● TASKS TO PERFORM
- A) Revise the CMake build diff below, starting with "CMakeLists.txt" and going on through "add_compile_options(-Wall -Wextra -pedantic)", so that "QUIET" stands wherever "REQUIRED" appears.
- B) Write the next lines of the lensfun CMake diff after the point where it stops.

● TEXT SECTION
::::::::::

Add lens correction with lensfun

CMakeLists.txt

@@ -11,15 +11,16 @@ pkg_check_modules(DNG REQUIRED libdng)
 pkg_check_modules(JPEG REQUIRED libjpeg)
 pkg_check_modules(EXIF REQUIRED libexif)
 pkg_check_modules(CV REQUIRED opencv4)
+pkg_check_modules(LENSFUN REQUIRED lensfun)
 
 add_compile_options(-Wall -Wextra -pedantic)
 
 add_executable(postprocessd main.c postprocess.c postprocess.h util.c util.h stacker.cpp stacker.h stackercpp.cpp stackercpp.h)
-target_link_libraries(postprocessd ${RAW_LIBRARIES} ${DNG_LIBRARIES} ${JPEG_LIBRARIES} ${EXIF_LIBRARIES} ${CV_LIBRARIES})

::::::::::

● ITEMS
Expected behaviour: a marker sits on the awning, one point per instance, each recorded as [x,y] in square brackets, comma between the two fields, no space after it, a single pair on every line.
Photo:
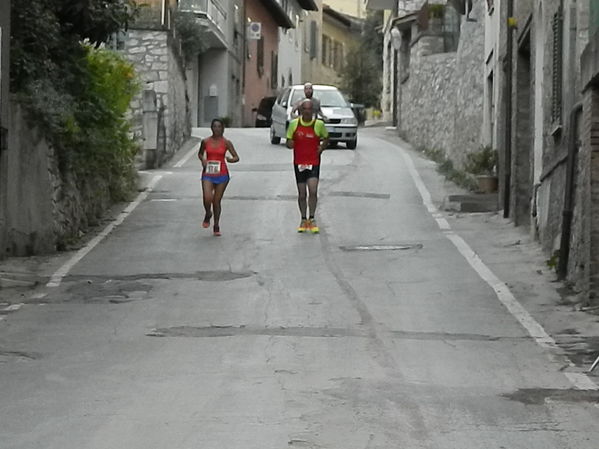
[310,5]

::::::::::

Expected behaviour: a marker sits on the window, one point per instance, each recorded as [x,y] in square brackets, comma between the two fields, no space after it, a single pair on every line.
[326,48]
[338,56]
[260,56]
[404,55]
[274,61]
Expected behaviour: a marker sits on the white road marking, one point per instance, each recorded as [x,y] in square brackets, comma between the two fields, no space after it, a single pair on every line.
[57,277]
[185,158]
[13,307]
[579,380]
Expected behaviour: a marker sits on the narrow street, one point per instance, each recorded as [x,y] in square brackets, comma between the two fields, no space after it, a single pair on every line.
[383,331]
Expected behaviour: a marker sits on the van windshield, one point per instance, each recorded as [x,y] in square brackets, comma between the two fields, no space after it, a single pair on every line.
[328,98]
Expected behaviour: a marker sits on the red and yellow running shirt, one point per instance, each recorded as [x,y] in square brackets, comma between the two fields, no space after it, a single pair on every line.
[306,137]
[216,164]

::::::::::

● SET OF ANSWERS
- A)
CMakeLists.txt

@@ -11,15 +11,16 @@ pkg_check_modules(DNG QUIET libdng)
 pkg_check_modules(JPEG QUIET libjpeg)
 pkg_check_modules(EXIF QUIET libexif)
 pkg_check_modules(CV QUIET opencv4)
+pkg_check_modules(LENSFUN QUIET lensfun)
 
 add_compile_options(-Wall -Wextra -pedantic)

- B)
-target_include_directories(postprocessd PUBLIC ${RAW_INCLUDE_DIRS} ${DNG_INCLUDE_DIRS} ${JPEG_INCUDE_DIRS} ${EXIF_INCUDE_DIRS} ${CV_INCLUDE_DIRS})
-target_compile_options(postprocessd PUBLIC ${RAW_CFLAGS_OTHER} ${DNG_CFLAGS_OTHER} ${JPEG_CFLAGS_OTHER} ${EXIF_CFLAGS_OTHER} ${CV_CFLAGS_OTHER})
+target_link_libraries(postprocessd ${RAW_LIBRARIES} ${DNG_LIBRARIES} ${LENSFUN_LIBRARIES} ${JPEG_LIBRARIES} ${EXIF_LIBRARIES} ${CV_LIBRARIES})
+target_include_directories(postprocessd PUBLIC ${RAW_INCLUDE_DIRS} ${DNG_INCLUDE_DIRS} ${LENSFUN_INCLUDE_DIRS} ${JPEG_INCUDE_DIRS} ${EXIF_INCUDE_DIRS} ${CV_INCLUDE_DIRS})
+target_compile_options(postprocessd PUBLIC ${RAW_CFLAGS_OTHER} ${DNG_CFLAGS_OTHER} ${LENSFUN_CFLAGS_OTHER} ${JPEG_CFLAGS_OTHER} ${EXIF_CFLAGS_OTHER} ${CV_CFLAGS_OTHER})
 
 add_executable(postprocess-single single.c postprocess.c postprocess.h util.c util.h stacker.cpp stacker.h stackercpp.cpp stackercpp.h)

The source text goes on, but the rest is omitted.